Work to be completed =
Please repeat each entry. Match every word exactly.

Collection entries
☆ ☆ ☆ ☆
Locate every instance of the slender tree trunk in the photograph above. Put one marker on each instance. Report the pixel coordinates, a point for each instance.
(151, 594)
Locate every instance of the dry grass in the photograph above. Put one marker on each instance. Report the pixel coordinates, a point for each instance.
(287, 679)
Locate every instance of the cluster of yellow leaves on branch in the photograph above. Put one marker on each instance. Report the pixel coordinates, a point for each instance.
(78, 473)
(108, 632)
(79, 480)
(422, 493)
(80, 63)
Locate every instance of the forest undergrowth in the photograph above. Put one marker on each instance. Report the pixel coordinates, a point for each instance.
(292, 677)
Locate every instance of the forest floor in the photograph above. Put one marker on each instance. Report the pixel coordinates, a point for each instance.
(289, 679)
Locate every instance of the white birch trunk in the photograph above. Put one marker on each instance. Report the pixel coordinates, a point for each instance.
☆ ☆ ☆ ☆
Worked solution =
Locate every instance of the slender tree trunk in the photograph above. Put one marker on each instance. Report the pixel coordinates, a point for each instance.
(151, 594)
Locate every instance of the dry grass in the photograph above. Put one marker on each instance. Report the pixel coordinates, a point for each instance.
(287, 679)
Locate every instance of the cluster of yellow leaves on branch in the photograph above. Put one marker on each instance. Report the pixel coordinates, a point for each instance.
(78, 473)
(108, 632)
(79, 480)
(422, 493)
(80, 63)
Locate every instance of the forest undergrowth in the photograph above. Put one marker on each instance. Report the pixel coordinates, a point for each instance.
(292, 677)
Locate every instance of the forest floor in the photograph above. Put one marker on each instance. Report the pixel coordinates, a point for each instance.
(289, 679)
Locate every instance of the white birch trunk in the photograph above. Put one marker on each instance. Report the pixel coordinates, a point for each instance.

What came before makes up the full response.